__Written task__. Convert the lines below into a JSON list of strings, one string per line, leaving out blank lines.

-- Begin Data shown --

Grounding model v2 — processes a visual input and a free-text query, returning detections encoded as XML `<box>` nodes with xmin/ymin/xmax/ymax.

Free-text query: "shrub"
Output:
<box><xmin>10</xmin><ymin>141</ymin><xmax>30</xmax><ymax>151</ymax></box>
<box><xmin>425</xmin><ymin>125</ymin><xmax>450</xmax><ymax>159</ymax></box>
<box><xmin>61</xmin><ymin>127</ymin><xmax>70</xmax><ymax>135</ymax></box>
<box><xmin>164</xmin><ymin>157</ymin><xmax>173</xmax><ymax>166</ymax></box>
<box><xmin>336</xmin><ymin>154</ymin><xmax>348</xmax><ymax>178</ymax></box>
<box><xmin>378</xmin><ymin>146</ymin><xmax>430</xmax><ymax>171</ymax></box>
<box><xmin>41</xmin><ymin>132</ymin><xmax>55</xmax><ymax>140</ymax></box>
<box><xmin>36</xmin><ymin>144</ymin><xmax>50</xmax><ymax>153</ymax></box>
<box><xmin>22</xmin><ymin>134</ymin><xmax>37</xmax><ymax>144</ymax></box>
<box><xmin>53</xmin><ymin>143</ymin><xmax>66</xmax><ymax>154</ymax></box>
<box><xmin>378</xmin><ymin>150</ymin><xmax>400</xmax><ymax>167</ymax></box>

-- End Data shown --

__Exercise answer__.
[
  "Grounding model v2 — processes a visual input and a free-text query, returning detections encoded as XML `<box>` nodes with xmin/ymin/xmax/ymax.",
  "Free-text query: \"shrub\"",
  "Output:",
  "<box><xmin>10</xmin><ymin>141</ymin><xmax>30</xmax><ymax>151</ymax></box>",
  "<box><xmin>425</xmin><ymin>125</ymin><xmax>450</xmax><ymax>159</ymax></box>",
  "<box><xmin>61</xmin><ymin>127</ymin><xmax>70</xmax><ymax>135</ymax></box>",
  "<box><xmin>164</xmin><ymin>157</ymin><xmax>173</xmax><ymax>166</ymax></box>",
  "<box><xmin>336</xmin><ymin>154</ymin><xmax>348</xmax><ymax>178</ymax></box>",
  "<box><xmin>378</xmin><ymin>146</ymin><xmax>430</xmax><ymax>171</ymax></box>",
  "<box><xmin>41</xmin><ymin>132</ymin><xmax>55</xmax><ymax>140</ymax></box>",
  "<box><xmin>36</xmin><ymin>144</ymin><xmax>50</xmax><ymax>153</ymax></box>",
  "<box><xmin>22</xmin><ymin>134</ymin><xmax>37</xmax><ymax>144</ymax></box>",
  "<box><xmin>53</xmin><ymin>143</ymin><xmax>66</xmax><ymax>154</ymax></box>",
  "<box><xmin>378</xmin><ymin>150</ymin><xmax>400</xmax><ymax>167</ymax></box>"
]